Rewrite the part of the records that runs from the line containing "of the glass" through the end of the records, both ends included, as a Markdown table with the columns Row and Line. Number each line under Row, give its text under Line, and leave out blank lines.

════

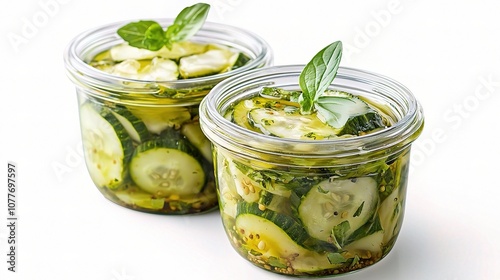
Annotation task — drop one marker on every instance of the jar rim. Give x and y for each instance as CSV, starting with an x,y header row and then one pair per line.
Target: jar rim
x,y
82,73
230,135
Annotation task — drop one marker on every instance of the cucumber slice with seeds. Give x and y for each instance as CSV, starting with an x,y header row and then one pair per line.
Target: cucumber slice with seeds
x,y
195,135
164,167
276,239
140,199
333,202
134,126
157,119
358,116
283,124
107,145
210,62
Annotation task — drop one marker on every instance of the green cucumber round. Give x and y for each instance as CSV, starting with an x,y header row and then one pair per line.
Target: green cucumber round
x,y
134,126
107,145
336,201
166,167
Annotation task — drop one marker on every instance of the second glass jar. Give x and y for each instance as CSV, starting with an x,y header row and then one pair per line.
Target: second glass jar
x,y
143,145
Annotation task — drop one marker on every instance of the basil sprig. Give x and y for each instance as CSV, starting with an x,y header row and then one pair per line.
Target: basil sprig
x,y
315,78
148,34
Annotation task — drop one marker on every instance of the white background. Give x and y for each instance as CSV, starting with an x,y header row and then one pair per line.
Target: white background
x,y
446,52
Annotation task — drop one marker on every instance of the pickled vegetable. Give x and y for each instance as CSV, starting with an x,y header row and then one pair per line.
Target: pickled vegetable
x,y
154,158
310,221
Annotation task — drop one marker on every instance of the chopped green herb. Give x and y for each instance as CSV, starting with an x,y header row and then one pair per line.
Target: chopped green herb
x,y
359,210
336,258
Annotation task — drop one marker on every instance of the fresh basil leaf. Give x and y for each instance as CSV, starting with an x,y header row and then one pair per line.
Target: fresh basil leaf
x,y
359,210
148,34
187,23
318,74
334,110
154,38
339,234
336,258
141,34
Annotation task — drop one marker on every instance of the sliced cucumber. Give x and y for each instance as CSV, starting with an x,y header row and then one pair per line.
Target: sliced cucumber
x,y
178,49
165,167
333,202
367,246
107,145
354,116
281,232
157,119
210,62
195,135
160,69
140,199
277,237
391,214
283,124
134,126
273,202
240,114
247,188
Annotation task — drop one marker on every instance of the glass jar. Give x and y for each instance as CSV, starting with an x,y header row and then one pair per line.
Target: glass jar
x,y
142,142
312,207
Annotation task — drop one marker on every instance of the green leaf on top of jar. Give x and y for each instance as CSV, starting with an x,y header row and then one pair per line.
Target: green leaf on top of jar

════

◆ Task result ◆
| Row | Line |
|---|---|
| 1 | Annotation task — drop one marker on every instance of the glass jar. Give x and y for each instance as CSV, starting with an x,y header row and then one pair per line. |
| 2 | Target: glass jar |
| 3 | x,y |
| 4 | 142,142 |
| 5 | 312,207 |
| 6 | Annotation task — drop one marker on every instance of the green leaf on top of jar. Give x and y for each instance as CSV, starting with an x,y header row and then one pair per line. |
| 7 | Target: green leaf on top of jar |